_Exercise details_
Please find every line in the listing below that contains the word "dark", and copy each of those lines.

_Supplied records_
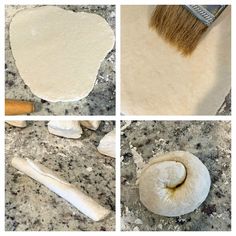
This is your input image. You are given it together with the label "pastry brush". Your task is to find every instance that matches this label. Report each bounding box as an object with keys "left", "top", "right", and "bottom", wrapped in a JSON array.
[{"left": 150, "top": 5, "right": 226, "bottom": 55}]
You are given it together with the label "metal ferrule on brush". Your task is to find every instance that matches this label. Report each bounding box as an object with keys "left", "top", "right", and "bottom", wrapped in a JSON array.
[{"left": 184, "top": 5, "right": 227, "bottom": 26}]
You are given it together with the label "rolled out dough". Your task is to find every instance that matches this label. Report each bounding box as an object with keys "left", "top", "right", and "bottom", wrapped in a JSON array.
[
  {"left": 10, "top": 6, "right": 114, "bottom": 102},
  {"left": 121, "top": 6, "right": 231, "bottom": 115}
]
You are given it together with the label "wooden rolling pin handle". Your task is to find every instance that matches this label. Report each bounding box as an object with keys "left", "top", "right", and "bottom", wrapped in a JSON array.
[{"left": 5, "top": 99, "right": 34, "bottom": 115}]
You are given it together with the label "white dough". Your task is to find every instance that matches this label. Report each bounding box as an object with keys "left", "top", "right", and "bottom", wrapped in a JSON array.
[
  {"left": 138, "top": 151, "right": 211, "bottom": 217},
  {"left": 10, "top": 6, "right": 114, "bottom": 102},
  {"left": 121, "top": 6, "right": 231, "bottom": 115},
  {"left": 48, "top": 120, "right": 83, "bottom": 139}
]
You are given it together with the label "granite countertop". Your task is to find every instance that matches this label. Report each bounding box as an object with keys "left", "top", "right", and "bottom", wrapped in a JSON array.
[
  {"left": 5, "top": 121, "right": 115, "bottom": 231},
  {"left": 5, "top": 5, "right": 115, "bottom": 115},
  {"left": 121, "top": 121, "right": 231, "bottom": 231}
]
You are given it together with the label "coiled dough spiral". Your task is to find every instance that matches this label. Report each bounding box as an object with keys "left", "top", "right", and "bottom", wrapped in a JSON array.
[{"left": 138, "top": 151, "right": 211, "bottom": 217}]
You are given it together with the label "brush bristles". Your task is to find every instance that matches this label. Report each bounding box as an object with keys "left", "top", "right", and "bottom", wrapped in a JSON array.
[{"left": 150, "top": 5, "right": 207, "bottom": 55}]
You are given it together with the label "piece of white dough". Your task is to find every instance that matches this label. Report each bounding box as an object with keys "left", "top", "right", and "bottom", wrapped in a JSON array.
[
  {"left": 79, "top": 120, "right": 101, "bottom": 130},
  {"left": 138, "top": 151, "right": 211, "bottom": 217},
  {"left": 11, "top": 157, "right": 110, "bottom": 221},
  {"left": 48, "top": 120, "right": 83, "bottom": 139},
  {"left": 6, "top": 120, "right": 27, "bottom": 128},
  {"left": 121, "top": 5, "right": 231, "bottom": 115},
  {"left": 10, "top": 6, "right": 114, "bottom": 102}
]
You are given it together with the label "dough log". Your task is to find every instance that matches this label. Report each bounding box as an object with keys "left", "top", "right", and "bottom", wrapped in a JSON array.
[
  {"left": 12, "top": 157, "right": 110, "bottom": 221},
  {"left": 138, "top": 151, "right": 211, "bottom": 217}
]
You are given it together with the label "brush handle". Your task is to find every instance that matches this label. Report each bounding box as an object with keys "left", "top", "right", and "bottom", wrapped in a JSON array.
[
  {"left": 5, "top": 99, "right": 34, "bottom": 115},
  {"left": 184, "top": 5, "right": 227, "bottom": 26}
]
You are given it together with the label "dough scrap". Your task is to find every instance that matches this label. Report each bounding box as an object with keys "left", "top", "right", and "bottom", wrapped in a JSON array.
[
  {"left": 10, "top": 6, "right": 114, "bottom": 102},
  {"left": 121, "top": 6, "right": 231, "bottom": 115},
  {"left": 138, "top": 151, "right": 211, "bottom": 217}
]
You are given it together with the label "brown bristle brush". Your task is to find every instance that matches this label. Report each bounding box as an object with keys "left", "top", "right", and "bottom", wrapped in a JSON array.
[{"left": 150, "top": 5, "right": 226, "bottom": 55}]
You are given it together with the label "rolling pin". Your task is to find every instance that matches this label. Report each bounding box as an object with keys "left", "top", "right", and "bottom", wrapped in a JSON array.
[{"left": 5, "top": 99, "right": 34, "bottom": 115}]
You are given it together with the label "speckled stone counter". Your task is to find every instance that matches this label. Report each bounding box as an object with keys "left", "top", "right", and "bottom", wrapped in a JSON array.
[
  {"left": 5, "top": 121, "right": 115, "bottom": 231},
  {"left": 5, "top": 5, "right": 115, "bottom": 115},
  {"left": 121, "top": 121, "right": 231, "bottom": 231}
]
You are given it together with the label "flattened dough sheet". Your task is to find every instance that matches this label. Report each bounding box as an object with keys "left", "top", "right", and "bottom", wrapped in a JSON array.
[
  {"left": 121, "top": 6, "right": 231, "bottom": 115},
  {"left": 10, "top": 6, "right": 114, "bottom": 102}
]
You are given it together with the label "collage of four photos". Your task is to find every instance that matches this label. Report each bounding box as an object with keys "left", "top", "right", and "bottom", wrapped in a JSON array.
[{"left": 4, "top": 1, "right": 232, "bottom": 231}]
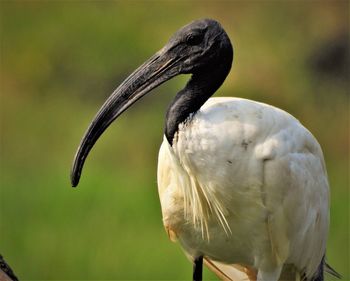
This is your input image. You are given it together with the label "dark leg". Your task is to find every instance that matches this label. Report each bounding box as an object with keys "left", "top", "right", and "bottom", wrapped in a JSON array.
[{"left": 193, "top": 256, "right": 203, "bottom": 281}]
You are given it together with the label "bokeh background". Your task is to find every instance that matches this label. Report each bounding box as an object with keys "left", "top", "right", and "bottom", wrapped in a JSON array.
[{"left": 0, "top": 1, "right": 350, "bottom": 280}]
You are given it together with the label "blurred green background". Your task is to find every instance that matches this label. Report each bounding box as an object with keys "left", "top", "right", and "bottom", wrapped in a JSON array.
[{"left": 0, "top": 1, "right": 350, "bottom": 280}]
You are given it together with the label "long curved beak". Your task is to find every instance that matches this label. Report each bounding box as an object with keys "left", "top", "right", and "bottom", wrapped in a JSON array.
[{"left": 71, "top": 49, "right": 180, "bottom": 187}]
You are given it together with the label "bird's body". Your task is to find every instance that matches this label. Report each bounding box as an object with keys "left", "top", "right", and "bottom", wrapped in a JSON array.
[
  {"left": 158, "top": 98, "right": 329, "bottom": 280},
  {"left": 71, "top": 19, "right": 338, "bottom": 281}
]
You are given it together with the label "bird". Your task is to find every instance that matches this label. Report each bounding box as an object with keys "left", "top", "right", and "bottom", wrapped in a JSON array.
[{"left": 71, "top": 19, "right": 338, "bottom": 281}]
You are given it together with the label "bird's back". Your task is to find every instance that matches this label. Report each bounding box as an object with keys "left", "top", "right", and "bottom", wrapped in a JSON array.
[{"left": 158, "top": 98, "right": 329, "bottom": 277}]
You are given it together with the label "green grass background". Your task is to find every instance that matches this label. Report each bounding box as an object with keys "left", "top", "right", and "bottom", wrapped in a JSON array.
[{"left": 0, "top": 1, "right": 350, "bottom": 280}]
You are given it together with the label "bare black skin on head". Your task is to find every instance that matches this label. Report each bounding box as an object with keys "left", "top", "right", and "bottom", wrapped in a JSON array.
[{"left": 71, "top": 19, "right": 233, "bottom": 186}]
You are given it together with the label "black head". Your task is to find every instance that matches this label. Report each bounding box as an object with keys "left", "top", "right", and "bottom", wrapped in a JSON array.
[
  {"left": 71, "top": 19, "right": 233, "bottom": 186},
  {"left": 161, "top": 19, "right": 233, "bottom": 74}
]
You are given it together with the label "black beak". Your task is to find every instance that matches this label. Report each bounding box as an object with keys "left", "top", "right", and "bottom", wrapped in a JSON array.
[{"left": 71, "top": 49, "right": 180, "bottom": 187}]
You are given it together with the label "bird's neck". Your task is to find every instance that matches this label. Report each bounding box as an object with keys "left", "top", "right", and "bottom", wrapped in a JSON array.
[{"left": 165, "top": 62, "right": 231, "bottom": 145}]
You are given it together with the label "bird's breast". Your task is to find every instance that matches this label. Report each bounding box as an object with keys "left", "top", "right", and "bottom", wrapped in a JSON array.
[{"left": 158, "top": 98, "right": 326, "bottom": 266}]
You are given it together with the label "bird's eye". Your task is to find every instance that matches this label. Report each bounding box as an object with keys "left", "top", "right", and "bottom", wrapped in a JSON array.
[{"left": 186, "top": 33, "right": 203, "bottom": 46}]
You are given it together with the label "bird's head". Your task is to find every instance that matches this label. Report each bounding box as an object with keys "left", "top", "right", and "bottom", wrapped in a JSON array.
[{"left": 71, "top": 19, "right": 233, "bottom": 186}]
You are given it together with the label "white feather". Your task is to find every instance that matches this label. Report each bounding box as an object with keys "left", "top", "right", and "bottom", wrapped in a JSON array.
[{"left": 158, "top": 98, "right": 329, "bottom": 281}]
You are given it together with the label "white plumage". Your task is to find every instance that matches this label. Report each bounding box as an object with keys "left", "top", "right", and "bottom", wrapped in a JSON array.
[{"left": 158, "top": 98, "right": 329, "bottom": 281}]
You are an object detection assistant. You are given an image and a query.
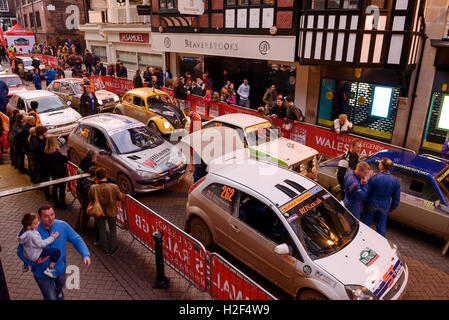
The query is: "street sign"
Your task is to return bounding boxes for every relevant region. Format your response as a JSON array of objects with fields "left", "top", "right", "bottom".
[{"left": 137, "top": 5, "right": 151, "bottom": 16}]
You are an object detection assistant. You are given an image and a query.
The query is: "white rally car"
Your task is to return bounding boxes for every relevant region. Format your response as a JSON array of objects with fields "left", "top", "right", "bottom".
[
  {"left": 185, "top": 150, "right": 409, "bottom": 300},
  {"left": 203, "top": 113, "right": 318, "bottom": 179}
]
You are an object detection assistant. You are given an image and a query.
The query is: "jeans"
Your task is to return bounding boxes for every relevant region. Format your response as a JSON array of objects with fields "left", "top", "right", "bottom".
[
  {"left": 95, "top": 217, "right": 117, "bottom": 253},
  {"left": 239, "top": 97, "right": 251, "bottom": 108},
  {"left": 362, "top": 209, "right": 388, "bottom": 237},
  {"left": 34, "top": 273, "right": 66, "bottom": 300}
]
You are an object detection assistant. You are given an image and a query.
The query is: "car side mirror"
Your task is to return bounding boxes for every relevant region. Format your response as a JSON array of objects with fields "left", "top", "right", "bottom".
[
  {"left": 274, "top": 243, "right": 290, "bottom": 255},
  {"left": 100, "top": 149, "right": 112, "bottom": 156}
]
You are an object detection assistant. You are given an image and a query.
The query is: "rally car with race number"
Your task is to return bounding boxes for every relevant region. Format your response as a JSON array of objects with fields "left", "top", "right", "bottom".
[
  {"left": 185, "top": 149, "right": 409, "bottom": 300},
  {"left": 7, "top": 90, "right": 81, "bottom": 136},
  {"left": 47, "top": 78, "right": 120, "bottom": 112},
  {"left": 318, "top": 150, "right": 449, "bottom": 254},
  {"left": 0, "top": 73, "right": 27, "bottom": 100},
  {"left": 67, "top": 113, "right": 187, "bottom": 194},
  {"left": 114, "top": 88, "right": 190, "bottom": 136},
  {"left": 203, "top": 113, "right": 318, "bottom": 179}
]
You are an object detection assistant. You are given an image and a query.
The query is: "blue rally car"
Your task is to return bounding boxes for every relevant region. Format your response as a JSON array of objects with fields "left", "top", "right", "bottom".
[{"left": 318, "top": 150, "right": 449, "bottom": 254}]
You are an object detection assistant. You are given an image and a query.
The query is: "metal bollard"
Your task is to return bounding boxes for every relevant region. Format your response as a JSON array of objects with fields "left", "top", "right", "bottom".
[
  {"left": 152, "top": 231, "right": 170, "bottom": 289},
  {"left": 0, "top": 247, "right": 11, "bottom": 300}
]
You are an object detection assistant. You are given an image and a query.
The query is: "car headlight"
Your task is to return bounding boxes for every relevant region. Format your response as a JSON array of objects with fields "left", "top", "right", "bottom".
[
  {"left": 137, "top": 170, "right": 156, "bottom": 179},
  {"left": 388, "top": 240, "right": 404, "bottom": 262},
  {"left": 345, "top": 285, "right": 379, "bottom": 300}
]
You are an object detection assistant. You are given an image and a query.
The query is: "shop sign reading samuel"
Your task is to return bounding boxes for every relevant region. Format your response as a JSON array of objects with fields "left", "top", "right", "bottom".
[
  {"left": 156, "top": 33, "right": 295, "bottom": 61},
  {"left": 120, "top": 33, "right": 150, "bottom": 43}
]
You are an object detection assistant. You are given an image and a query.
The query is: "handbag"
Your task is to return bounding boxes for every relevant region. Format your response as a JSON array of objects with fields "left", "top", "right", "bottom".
[{"left": 86, "top": 186, "right": 105, "bottom": 218}]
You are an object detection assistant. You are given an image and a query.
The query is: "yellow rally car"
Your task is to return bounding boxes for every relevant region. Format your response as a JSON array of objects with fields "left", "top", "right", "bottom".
[{"left": 114, "top": 88, "right": 190, "bottom": 136}]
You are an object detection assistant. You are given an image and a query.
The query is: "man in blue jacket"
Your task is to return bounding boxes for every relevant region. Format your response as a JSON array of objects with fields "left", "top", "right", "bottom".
[
  {"left": 344, "top": 162, "right": 371, "bottom": 220},
  {"left": 33, "top": 69, "right": 42, "bottom": 90},
  {"left": 0, "top": 80, "right": 9, "bottom": 114},
  {"left": 44, "top": 66, "right": 56, "bottom": 87},
  {"left": 362, "top": 158, "right": 401, "bottom": 237},
  {"left": 17, "top": 206, "right": 91, "bottom": 300}
]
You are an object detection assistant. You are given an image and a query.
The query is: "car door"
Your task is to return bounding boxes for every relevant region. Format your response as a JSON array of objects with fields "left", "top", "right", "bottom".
[
  {"left": 389, "top": 168, "right": 449, "bottom": 235},
  {"left": 89, "top": 127, "right": 116, "bottom": 180},
  {"left": 223, "top": 189, "right": 299, "bottom": 292},
  {"left": 132, "top": 96, "right": 146, "bottom": 123}
]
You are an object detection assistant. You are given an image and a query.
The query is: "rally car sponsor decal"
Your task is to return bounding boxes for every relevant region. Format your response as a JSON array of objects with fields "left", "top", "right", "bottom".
[
  {"left": 360, "top": 248, "right": 379, "bottom": 267},
  {"left": 374, "top": 259, "right": 404, "bottom": 298}
]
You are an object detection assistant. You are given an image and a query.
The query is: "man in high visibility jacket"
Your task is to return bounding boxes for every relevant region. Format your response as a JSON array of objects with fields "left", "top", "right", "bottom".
[{"left": 28, "top": 101, "right": 42, "bottom": 127}]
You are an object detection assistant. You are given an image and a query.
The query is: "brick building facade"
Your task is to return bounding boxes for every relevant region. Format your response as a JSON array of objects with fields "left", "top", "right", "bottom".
[{"left": 15, "top": 0, "right": 86, "bottom": 46}]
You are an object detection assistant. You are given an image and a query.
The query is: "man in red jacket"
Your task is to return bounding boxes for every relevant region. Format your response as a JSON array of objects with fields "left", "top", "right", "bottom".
[{"left": 184, "top": 108, "right": 202, "bottom": 171}]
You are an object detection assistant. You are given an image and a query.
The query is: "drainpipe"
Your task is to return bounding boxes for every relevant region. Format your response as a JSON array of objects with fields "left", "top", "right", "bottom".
[{"left": 402, "top": 3, "right": 428, "bottom": 147}]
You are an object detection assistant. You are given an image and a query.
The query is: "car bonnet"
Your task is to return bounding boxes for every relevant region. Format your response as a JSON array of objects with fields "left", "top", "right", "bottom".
[
  {"left": 249, "top": 137, "right": 318, "bottom": 167},
  {"left": 314, "top": 223, "right": 404, "bottom": 297},
  {"left": 119, "top": 141, "right": 180, "bottom": 173}
]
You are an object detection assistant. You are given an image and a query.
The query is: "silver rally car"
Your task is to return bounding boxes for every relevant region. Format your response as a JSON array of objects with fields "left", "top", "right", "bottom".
[{"left": 68, "top": 113, "right": 187, "bottom": 194}]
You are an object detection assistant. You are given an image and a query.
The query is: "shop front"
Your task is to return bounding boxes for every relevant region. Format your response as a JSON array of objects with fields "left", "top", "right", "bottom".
[
  {"left": 81, "top": 25, "right": 163, "bottom": 79},
  {"left": 152, "top": 33, "right": 297, "bottom": 108},
  {"left": 317, "top": 67, "right": 402, "bottom": 142}
]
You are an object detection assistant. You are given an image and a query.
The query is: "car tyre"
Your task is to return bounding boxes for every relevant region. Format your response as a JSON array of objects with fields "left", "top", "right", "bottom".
[
  {"left": 149, "top": 122, "right": 161, "bottom": 135},
  {"left": 297, "top": 289, "right": 329, "bottom": 300},
  {"left": 69, "top": 149, "right": 81, "bottom": 166},
  {"left": 190, "top": 217, "right": 213, "bottom": 248},
  {"left": 117, "top": 173, "right": 134, "bottom": 195}
]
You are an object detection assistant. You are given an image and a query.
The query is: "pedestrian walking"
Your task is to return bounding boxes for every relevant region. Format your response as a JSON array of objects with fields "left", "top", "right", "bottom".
[
  {"left": 33, "top": 69, "right": 43, "bottom": 90},
  {"left": 337, "top": 139, "right": 362, "bottom": 199},
  {"left": 17, "top": 213, "right": 61, "bottom": 278},
  {"left": 80, "top": 86, "right": 100, "bottom": 117},
  {"left": 362, "top": 158, "right": 401, "bottom": 237},
  {"left": 17, "top": 206, "right": 91, "bottom": 300},
  {"left": 343, "top": 162, "right": 372, "bottom": 220},
  {"left": 0, "top": 80, "right": 9, "bottom": 114},
  {"left": 30, "top": 126, "right": 51, "bottom": 200},
  {"left": 89, "top": 168, "right": 123, "bottom": 255},
  {"left": 237, "top": 78, "right": 251, "bottom": 108},
  {"left": 133, "top": 69, "right": 143, "bottom": 89},
  {"left": 174, "top": 77, "right": 187, "bottom": 110},
  {"left": 44, "top": 136, "right": 69, "bottom": 210},
  {"left": 75, "top": 150, "right": 97, "bottom": 233},
  {"left": 28, "top": 101, "right": 42, "bottom": 126}
]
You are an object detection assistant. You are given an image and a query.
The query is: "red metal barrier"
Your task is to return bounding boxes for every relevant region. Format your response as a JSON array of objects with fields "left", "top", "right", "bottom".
[
  {"left": 125, "top": 195, "right": 207, "bottom": 291},
  {"left": 208, "top": 253, "right": 276, "bottom": 300},
  {"left": 67, "top": 161, "right": 78, "bottom": 199}
]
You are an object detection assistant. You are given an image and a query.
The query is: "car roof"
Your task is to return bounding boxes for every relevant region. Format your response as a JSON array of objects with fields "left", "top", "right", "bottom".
[
  {"left": 211, "top": 113, "right": 269, "bottom": 128},
  {"left": 126, "top": 88, "right": 167, "bottom": 97},
  {"left": 80, "top": 113, "right": 145, "bottom": 132},
  {"left": 16, "top": 90, "right": 56, "bottom": 100},
  {"left": 368, "top": 150, "right": 449, "bottom": 176},
  {"left": 208, "top": 151, "right": 317, "bottom": 207}
]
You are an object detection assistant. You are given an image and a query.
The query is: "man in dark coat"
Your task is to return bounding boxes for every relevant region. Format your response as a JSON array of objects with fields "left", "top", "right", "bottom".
[{"left": 80, "top": 86, "right": 100, "bottom": 117}]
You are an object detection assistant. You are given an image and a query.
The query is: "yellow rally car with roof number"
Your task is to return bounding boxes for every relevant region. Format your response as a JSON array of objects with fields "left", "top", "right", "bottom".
[{"left": 114, "top": 88, "right": 190, "bottom": 136}]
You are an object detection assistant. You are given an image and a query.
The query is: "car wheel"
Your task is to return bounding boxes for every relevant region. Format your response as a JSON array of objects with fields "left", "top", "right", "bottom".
[
  {"left": 190, "top": 217, "right": 212, "bottom": 248},
  {"left": 117, "top": 173, "right": 134, "bottom": 195},
  {"left": 150, "top": 122, "right": 161, "bottom": 134},
  {"left": 297, "top": 289, "right": 328, "bottom": 300},
  {"left": 69, "top": 149, "right": 81, "bottom": 166}
]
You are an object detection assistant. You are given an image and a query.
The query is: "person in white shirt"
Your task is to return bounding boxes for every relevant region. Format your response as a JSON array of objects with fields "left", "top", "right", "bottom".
[
  {"left": 237, "top": 78, "right": 250, "bottom": 108},
  {"left": 334, "top": 114, "right": 352, "bottom": 134}
]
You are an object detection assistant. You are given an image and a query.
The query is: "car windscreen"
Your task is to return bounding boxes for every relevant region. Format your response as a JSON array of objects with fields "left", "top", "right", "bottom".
[
  {"left": 27, "top": 96, "right": 67, "bottom": 113},
  {"left": 435, "top": 166, "right": 449, "bottom": 203},
  {"left": 281, "top": 187, "right": 358, "bottom": 260},
  {"left": 0, "top": 77, "right": 23, "bottom": 88},
  {"left": 111, "top": 126, "right": 164, "bottom": 154},
  {"left": 245, "top": 122, "right": 281, "bottom": 146}
]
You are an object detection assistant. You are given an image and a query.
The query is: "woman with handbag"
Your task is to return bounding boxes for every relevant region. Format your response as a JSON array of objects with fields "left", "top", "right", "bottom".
[{"left": 86, "top": 168, "right": 123, "bottom": 255}]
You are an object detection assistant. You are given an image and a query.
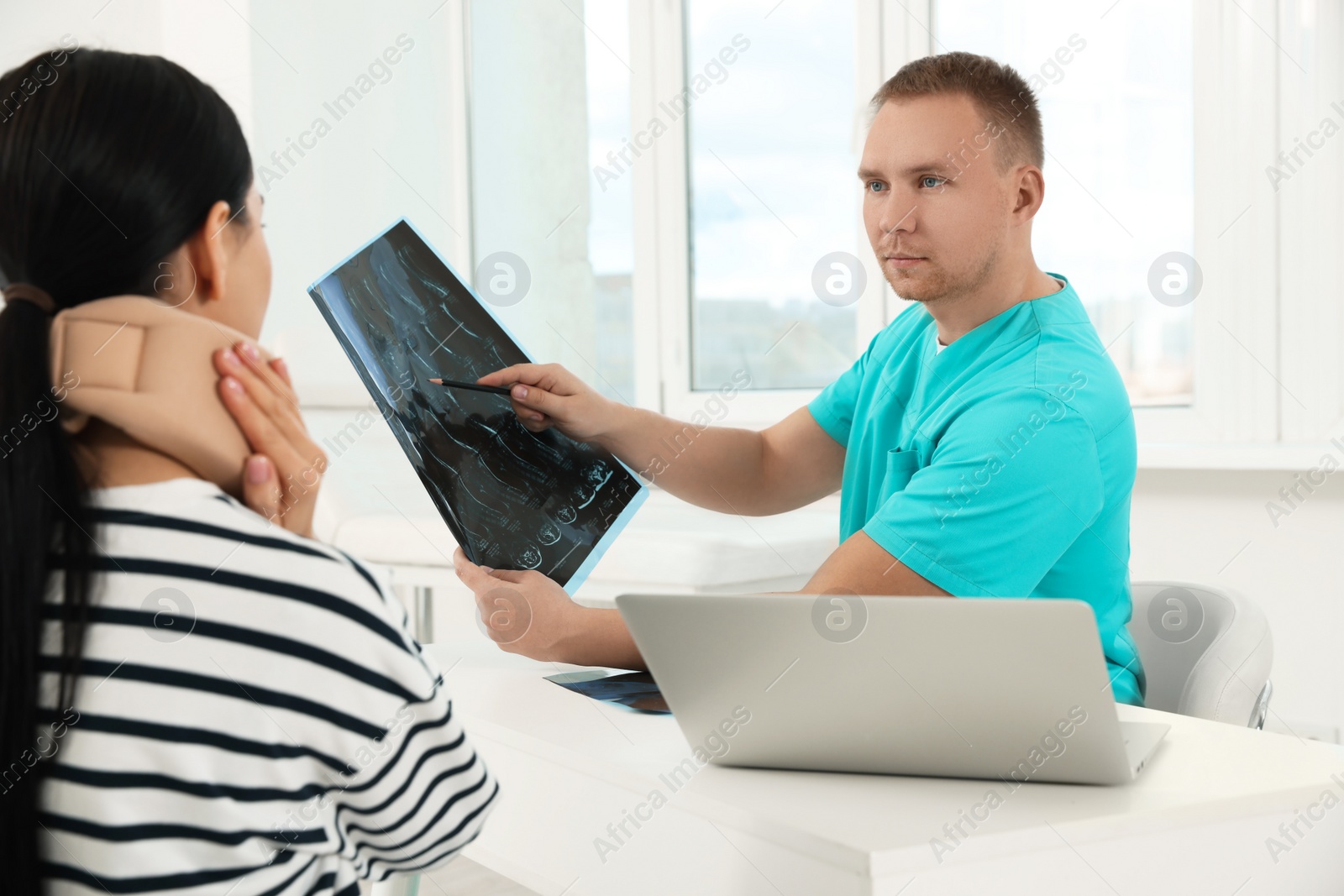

_Task solution_
This is your input image. You are given it together with the label "dark leg". Your task is to find every instance that matches this label. Report each bounding box as an object with keys "left", "top", "right", and "bottom", wrapped in a JSON array.
The query is: "man in dark coat"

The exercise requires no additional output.